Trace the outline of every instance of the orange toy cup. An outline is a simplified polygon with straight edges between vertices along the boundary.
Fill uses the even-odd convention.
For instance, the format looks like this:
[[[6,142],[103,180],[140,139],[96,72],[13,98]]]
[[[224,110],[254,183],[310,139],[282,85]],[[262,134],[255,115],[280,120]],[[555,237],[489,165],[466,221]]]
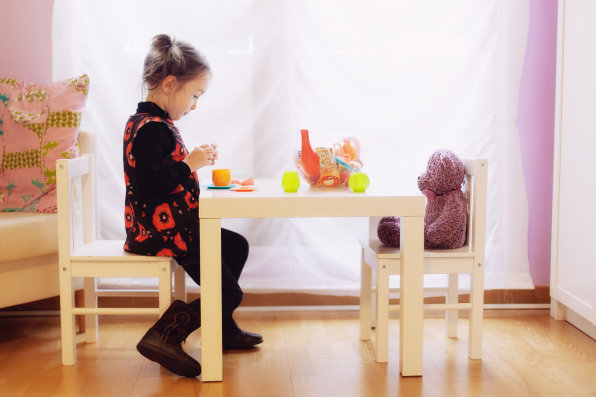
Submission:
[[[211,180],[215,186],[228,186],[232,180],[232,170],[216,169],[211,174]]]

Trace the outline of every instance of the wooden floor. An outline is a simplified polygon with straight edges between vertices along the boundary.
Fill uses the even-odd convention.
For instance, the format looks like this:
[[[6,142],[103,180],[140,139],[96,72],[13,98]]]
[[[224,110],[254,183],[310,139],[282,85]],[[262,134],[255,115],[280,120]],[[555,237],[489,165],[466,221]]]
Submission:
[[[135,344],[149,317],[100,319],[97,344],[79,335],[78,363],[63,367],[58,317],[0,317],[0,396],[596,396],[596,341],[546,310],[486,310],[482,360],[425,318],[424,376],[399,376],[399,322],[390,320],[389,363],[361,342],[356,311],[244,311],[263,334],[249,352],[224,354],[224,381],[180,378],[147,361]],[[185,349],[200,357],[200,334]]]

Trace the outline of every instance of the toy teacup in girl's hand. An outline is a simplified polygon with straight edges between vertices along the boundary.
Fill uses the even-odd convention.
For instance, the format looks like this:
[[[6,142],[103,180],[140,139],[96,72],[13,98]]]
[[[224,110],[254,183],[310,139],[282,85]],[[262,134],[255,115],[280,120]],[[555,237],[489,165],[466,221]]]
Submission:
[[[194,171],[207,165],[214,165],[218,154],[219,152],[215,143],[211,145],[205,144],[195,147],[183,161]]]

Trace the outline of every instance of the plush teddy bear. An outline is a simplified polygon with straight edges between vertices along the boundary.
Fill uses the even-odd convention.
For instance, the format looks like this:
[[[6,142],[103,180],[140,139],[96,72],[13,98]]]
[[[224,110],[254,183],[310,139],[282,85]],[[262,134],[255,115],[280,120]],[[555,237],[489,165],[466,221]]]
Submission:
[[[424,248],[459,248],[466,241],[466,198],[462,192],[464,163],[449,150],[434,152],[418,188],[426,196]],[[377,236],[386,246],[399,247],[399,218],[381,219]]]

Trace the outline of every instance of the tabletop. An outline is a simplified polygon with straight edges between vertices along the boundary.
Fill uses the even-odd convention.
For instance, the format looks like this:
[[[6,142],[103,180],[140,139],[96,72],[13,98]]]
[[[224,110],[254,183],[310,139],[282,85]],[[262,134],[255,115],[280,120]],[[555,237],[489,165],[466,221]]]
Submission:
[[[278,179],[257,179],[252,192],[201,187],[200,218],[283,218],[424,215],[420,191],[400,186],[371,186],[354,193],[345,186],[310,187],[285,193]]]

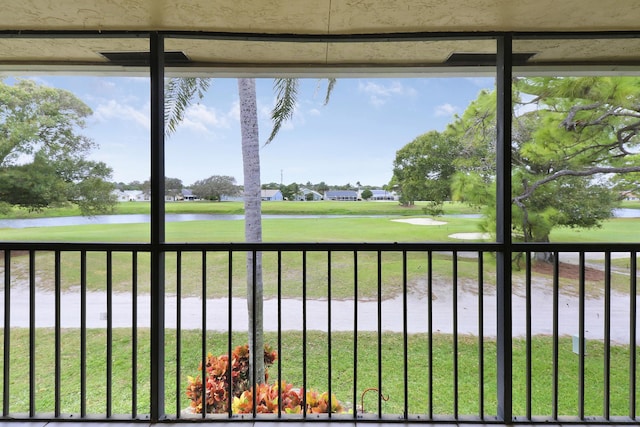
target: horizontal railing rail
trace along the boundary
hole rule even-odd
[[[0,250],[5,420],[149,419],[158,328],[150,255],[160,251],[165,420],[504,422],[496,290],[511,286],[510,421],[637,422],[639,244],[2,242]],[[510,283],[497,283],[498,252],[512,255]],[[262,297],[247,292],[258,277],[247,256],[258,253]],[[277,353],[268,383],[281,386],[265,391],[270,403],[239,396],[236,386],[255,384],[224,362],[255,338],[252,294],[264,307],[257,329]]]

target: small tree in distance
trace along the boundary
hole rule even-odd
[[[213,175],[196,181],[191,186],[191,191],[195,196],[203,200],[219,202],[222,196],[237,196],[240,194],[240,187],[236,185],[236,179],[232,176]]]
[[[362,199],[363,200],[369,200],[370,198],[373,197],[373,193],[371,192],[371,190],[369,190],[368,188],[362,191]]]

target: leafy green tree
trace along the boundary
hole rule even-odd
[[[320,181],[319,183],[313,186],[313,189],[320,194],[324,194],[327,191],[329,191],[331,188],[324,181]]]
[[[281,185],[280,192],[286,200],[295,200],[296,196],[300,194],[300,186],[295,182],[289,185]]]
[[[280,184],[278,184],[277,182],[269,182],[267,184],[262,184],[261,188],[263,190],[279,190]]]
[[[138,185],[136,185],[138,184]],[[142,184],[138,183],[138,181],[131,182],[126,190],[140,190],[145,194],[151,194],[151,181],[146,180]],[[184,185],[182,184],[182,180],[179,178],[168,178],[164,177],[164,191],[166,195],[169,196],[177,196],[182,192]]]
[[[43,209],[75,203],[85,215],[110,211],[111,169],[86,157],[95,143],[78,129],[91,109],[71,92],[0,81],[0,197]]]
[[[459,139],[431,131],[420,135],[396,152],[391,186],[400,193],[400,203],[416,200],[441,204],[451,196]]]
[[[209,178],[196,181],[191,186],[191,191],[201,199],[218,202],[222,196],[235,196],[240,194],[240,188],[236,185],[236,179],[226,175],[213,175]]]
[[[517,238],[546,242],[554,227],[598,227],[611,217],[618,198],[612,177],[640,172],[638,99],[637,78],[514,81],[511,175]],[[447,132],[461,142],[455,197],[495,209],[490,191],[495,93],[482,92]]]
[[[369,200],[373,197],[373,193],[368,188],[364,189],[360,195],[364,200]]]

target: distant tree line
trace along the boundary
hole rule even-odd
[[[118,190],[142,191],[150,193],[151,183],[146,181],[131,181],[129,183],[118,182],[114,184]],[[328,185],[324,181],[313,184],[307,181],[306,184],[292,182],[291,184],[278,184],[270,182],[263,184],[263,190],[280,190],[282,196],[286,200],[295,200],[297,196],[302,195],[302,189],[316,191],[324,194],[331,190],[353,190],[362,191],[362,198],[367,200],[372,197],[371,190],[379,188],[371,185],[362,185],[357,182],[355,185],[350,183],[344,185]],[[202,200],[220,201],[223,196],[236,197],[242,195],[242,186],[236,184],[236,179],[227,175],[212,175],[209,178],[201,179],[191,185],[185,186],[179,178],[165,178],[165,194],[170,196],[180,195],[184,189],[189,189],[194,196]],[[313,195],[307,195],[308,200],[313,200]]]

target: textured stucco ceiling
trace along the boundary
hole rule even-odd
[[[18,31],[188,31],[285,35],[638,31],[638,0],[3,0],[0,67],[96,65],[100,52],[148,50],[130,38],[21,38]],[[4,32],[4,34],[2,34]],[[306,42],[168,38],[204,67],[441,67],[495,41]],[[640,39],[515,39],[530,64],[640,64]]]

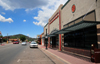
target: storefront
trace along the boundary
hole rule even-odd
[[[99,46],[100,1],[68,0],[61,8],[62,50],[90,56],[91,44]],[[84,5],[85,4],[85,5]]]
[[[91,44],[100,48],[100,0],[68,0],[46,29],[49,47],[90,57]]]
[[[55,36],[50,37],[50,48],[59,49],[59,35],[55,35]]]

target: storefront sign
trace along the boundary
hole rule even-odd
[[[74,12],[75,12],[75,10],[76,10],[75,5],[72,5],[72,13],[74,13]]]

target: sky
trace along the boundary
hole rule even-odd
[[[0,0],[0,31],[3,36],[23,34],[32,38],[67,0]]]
+ + +
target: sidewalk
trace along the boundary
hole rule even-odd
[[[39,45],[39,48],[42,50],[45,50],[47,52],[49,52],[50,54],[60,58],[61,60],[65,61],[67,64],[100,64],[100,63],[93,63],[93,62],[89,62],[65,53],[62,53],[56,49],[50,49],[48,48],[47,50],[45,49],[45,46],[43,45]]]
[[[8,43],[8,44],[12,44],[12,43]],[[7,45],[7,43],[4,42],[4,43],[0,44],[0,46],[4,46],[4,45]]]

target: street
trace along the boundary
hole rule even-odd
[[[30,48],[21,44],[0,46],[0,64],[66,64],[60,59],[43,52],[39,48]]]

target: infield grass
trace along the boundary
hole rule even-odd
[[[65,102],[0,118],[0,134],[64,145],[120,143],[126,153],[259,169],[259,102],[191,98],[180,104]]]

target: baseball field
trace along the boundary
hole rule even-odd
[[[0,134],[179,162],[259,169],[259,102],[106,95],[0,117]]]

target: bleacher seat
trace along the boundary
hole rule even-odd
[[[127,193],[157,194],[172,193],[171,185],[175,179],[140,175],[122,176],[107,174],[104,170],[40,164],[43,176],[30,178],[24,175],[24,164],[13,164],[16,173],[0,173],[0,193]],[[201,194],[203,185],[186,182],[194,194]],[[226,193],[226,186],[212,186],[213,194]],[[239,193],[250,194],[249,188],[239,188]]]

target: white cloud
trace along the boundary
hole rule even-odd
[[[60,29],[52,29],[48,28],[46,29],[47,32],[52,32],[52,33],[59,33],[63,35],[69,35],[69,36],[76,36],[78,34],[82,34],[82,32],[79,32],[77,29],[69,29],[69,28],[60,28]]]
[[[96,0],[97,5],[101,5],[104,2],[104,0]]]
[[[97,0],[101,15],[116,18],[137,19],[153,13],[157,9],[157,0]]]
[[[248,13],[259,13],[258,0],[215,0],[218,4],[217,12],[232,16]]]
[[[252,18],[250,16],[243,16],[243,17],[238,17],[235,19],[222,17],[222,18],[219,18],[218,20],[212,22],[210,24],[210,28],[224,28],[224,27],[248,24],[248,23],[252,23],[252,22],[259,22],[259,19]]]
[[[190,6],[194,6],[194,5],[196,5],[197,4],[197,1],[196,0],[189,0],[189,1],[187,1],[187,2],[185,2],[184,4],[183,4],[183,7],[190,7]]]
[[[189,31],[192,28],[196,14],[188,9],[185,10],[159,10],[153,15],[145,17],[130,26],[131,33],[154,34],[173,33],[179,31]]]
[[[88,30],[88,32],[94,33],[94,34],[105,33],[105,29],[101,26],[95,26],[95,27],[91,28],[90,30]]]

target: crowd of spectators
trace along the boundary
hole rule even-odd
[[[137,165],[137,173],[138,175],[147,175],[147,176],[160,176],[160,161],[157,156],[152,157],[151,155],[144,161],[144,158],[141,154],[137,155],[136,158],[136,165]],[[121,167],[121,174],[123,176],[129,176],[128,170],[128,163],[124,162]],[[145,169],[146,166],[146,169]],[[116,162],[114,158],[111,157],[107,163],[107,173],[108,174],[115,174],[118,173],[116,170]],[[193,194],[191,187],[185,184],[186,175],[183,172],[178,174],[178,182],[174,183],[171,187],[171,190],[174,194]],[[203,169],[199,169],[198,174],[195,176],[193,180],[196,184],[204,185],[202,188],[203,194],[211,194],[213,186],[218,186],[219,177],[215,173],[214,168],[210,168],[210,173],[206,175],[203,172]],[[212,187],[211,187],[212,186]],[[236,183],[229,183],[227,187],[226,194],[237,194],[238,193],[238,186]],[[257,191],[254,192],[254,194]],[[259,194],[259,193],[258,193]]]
+ + +
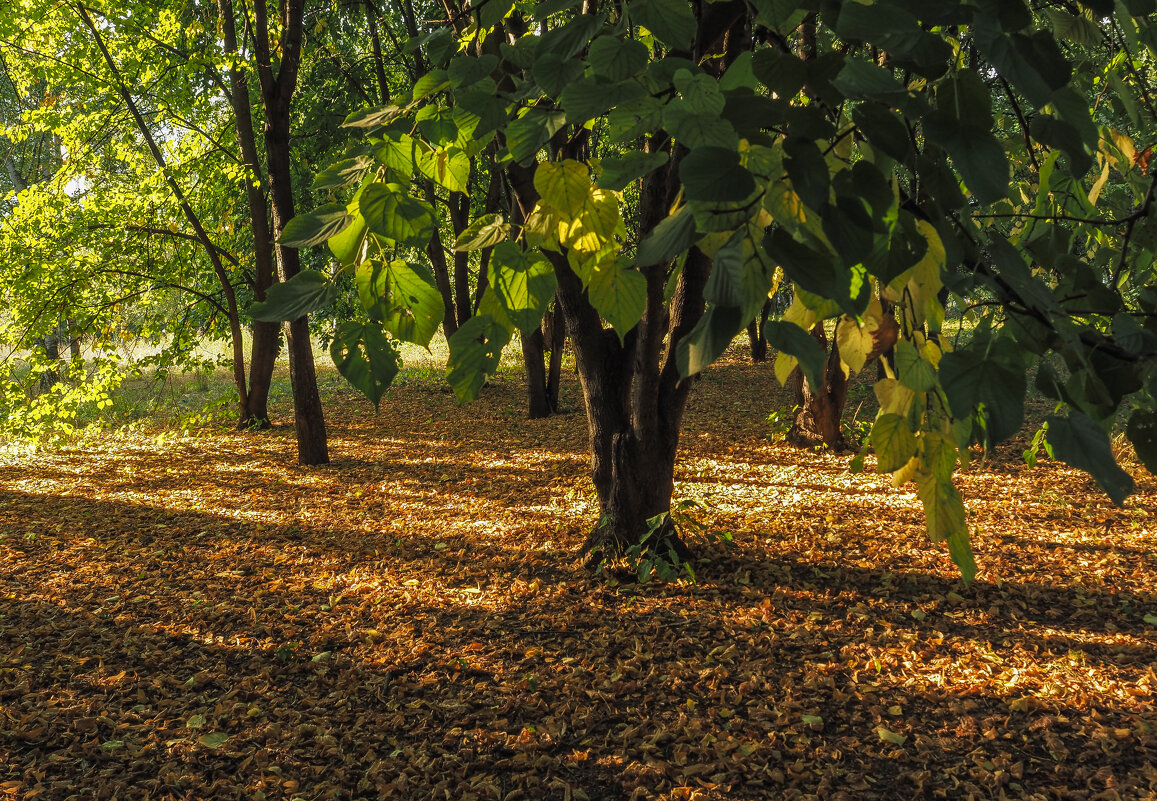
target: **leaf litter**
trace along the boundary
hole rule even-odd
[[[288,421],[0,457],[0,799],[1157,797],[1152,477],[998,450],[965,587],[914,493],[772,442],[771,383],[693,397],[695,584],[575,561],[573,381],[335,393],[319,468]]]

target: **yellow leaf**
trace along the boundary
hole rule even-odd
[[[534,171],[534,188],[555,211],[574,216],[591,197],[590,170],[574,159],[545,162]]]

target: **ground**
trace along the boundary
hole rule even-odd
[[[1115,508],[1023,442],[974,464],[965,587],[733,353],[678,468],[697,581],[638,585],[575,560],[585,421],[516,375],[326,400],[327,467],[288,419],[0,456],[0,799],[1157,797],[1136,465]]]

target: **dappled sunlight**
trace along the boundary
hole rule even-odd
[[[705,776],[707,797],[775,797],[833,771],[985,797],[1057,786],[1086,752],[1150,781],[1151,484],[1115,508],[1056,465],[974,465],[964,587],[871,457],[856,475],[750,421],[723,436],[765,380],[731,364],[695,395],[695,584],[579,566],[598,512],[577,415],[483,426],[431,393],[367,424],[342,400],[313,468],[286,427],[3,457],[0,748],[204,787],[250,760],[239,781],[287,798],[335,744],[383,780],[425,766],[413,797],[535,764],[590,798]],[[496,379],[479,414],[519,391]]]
+ + +
Copy every line from the entries that contains the word "with".

● Answer to this task:
Trace the outline of every instance of the orange toy cup. An outline is a simplified polygon with straight edges between vertices along the boundary.
Trace the outline of every instance of the wooden floor. An outline is a simplified polygon with straight edges between vertices along the boundary.
Trace the outline of every instance of the toy teacup in girl's hand. An outline is a simplified polygon with straight edges between vertices along the boundary.
Trace the outline of every instance of the plush teddy bear. An outline is a simplified polygon with straight edges between vertices along the boundary.
Trace the outline of every instance of the tabletop. An outline is a simplified polygon with straight edges between vertices along the boundary.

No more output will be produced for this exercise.